***** Excerpt provided *****
WEST POINT, N.Y. — A bell clanged and two cadets in boxing gloves surged from their corners in a gym at the Military Academy last week, throwing jabs and uppercuts while other cadets yelled “Keep working him!” and “Use the hook!”

For more than a century, boxing for male freshmen here has been a rite of passage and an academic requirement — one they share with male cadets at the Air Force Academy and cadets of both sexes at the Naval Academy. Officials say there is no better way to teach the grit needed for combat.

“We want to expose them to fear and stress and teach them a confidence to respond,” Lieutenant Colonel Nicholas Gist, director of physical education at West Point, said. “We’d rather teach that at the academy than in Iraq or Afghanistan.”


However, data obtained by The New York Times show the lesson comes at considerable cost. In the last three academic years, West Point has documented 97 concussions from boxing, the most of any sport, including football. The Air Force Academy has reported 72, and the Naval Academy 29.

The injuries regularly sideline cadets from varsity sports, academics, and military training, officials said. Cadets too concussed to complete the boxing class must repeat it.

Now some parents and policy makers are asking whether the military needs better ways to instill perseverance than having its best and brightest repeatedly punched in the head.

“Whatever benefit a cadet gains from boxing, the cost of missing studies, of missing training, of becoming more vulnerable to injury down range, are detrimental to military readiness,” said Brenda Sue Fulton, a West Point graduate who is the chairwoman of West Point’s civilian advisory committee, known as the Board of Visitors. “It’s possible by trying to prepare our cadets, we are making them less ready.”


Boxing is not required for students in ROTC or for those who enlist as infantry troops.

Some medical experts say the risk of boxing may outweigh the rewards. “No brain trauma is good brain trauma — even if there are not diagnosable concussions, there can still be lasting damage,” said Dr. Robert Cantu, a leading neurologist at Boston University who has advised the Army and major league sports on concussions.

Boxing has a hallowed history at the military academies. And it has endured even as the military has become increasingly aware of the seriousness of traumatic brain injury.

Boxing was made a requirement at West Point in 1905 at the behest of President Theodore Roosevelt, joining horsemanship and swordsmanship as necessary skills for young officers. And although swords and horses were cut long ago, boxing remains.
***** Recorded data *****
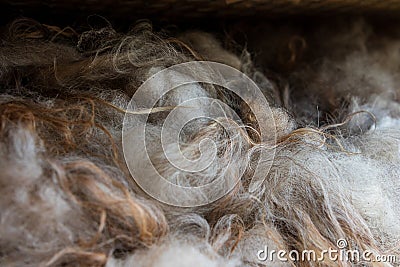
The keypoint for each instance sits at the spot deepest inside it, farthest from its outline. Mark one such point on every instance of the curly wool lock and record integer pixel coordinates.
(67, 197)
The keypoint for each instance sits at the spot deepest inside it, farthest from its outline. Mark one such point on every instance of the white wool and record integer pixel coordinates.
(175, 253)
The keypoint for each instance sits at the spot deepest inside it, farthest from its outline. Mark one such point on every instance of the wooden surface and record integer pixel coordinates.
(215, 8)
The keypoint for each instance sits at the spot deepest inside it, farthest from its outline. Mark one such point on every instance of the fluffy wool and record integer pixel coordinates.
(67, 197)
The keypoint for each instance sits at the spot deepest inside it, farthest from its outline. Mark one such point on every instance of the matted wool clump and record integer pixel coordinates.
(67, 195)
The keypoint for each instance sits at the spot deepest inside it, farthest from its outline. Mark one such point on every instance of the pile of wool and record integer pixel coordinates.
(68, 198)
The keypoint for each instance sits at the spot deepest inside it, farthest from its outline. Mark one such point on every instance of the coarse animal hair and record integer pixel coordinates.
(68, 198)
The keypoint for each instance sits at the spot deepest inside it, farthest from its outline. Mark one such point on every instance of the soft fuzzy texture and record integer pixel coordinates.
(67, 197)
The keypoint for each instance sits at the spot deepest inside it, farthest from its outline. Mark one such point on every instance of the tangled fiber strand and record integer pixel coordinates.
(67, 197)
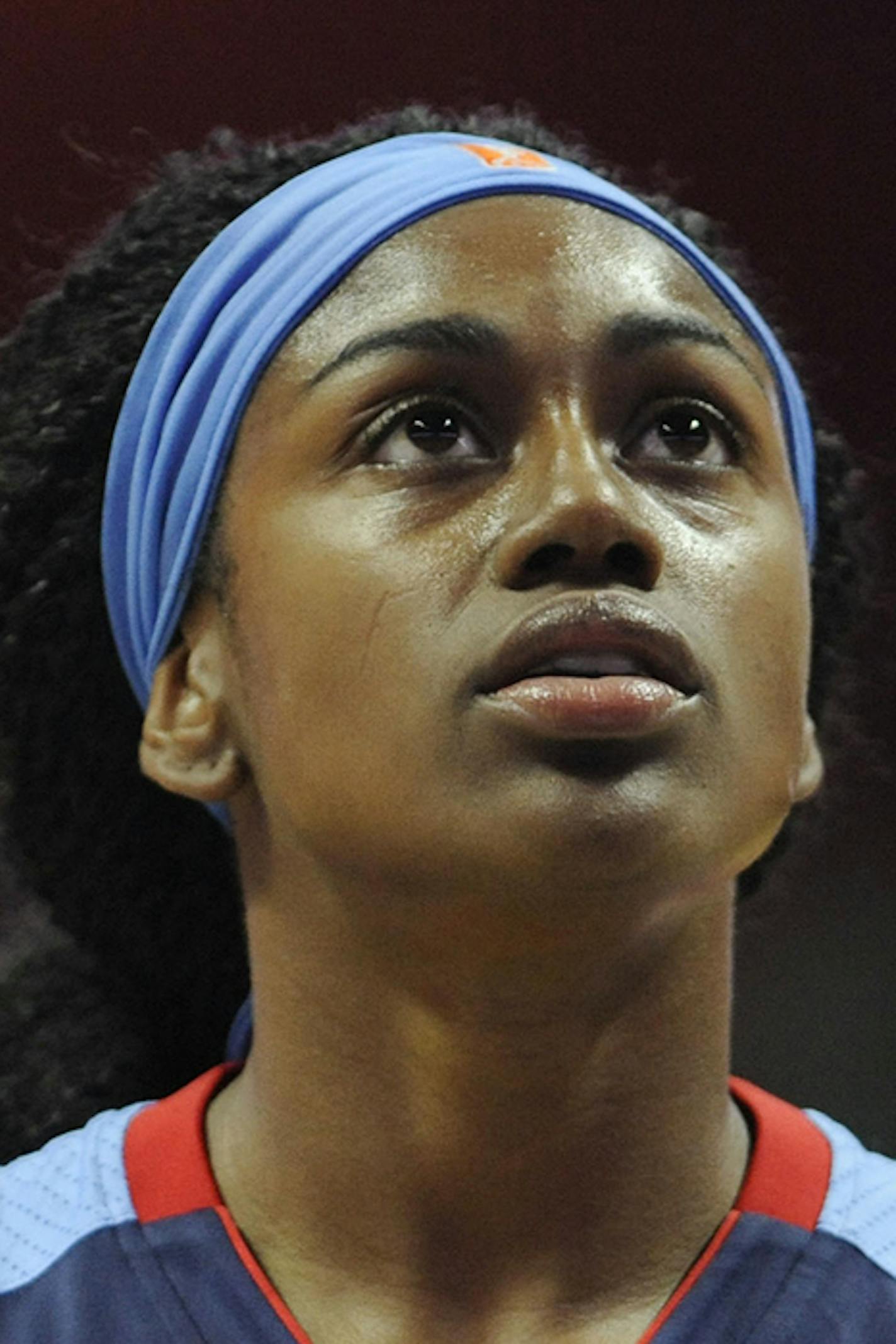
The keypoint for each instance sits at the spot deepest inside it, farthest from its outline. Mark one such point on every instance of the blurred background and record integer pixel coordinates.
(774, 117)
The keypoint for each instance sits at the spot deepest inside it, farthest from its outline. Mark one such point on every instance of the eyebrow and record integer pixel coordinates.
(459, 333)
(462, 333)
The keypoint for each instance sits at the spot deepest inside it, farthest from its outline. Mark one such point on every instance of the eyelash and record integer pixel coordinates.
*****
Work order:
Write the next part of the article on boxing at the military academies, picking up after its last sentence. These records were drawn from a separate source.

Exercise result:
To some extent, the heightened national concern over concussions in recent years has softened plebe boxing. Cadets at West Point now wear thick padded gloves. In sparring bouts, fighters can throw only one hook, one cross, and one uppercut per round. And after each of the 19 classes and three test bouts, coaches give a short talk, telling cadets to report to the health clinic if they feel symptoms of concussion.

But during a recent class, cadets still took repeated jabs to the head.

She and other parents interviewed asked that their names not be used out of concern that the publicity could negatively affect their children’s careers.

Last fall, after getting two black eyes and a concussion from boxing, an Air Force cadet who is a varsity athlete told his mother not to worry because he was taking only body blows in class until he recovered.


In a phone interview, his mother said he had another concussion in a boxing bout a week later, and then woke up vomiting in the middle of the night. He was forced to curtail schoolwork as symptoms lingered for more than a week.

“I was livid, beside myself, in a panic,” his mother said. “I knew he could be severely impacted, maybe for life, and for what? He is a math and science guy, this is the Air Force. He doesn’t need to know how to box.”

Twenty years ago, the Air Force announced plans to end mandatory boxing because of mounting pressure from the medical community. But boxing continues. The Air Force did not respond to questions, or make any staff members available for interviews.

After his second concussion, the Air Force cadet was forced to drop boxing class. He has to take it again this year.

“I tried to get him to leave the academy, and he wouldn’t,” his mother said. “I don’t know what I’m going to do.”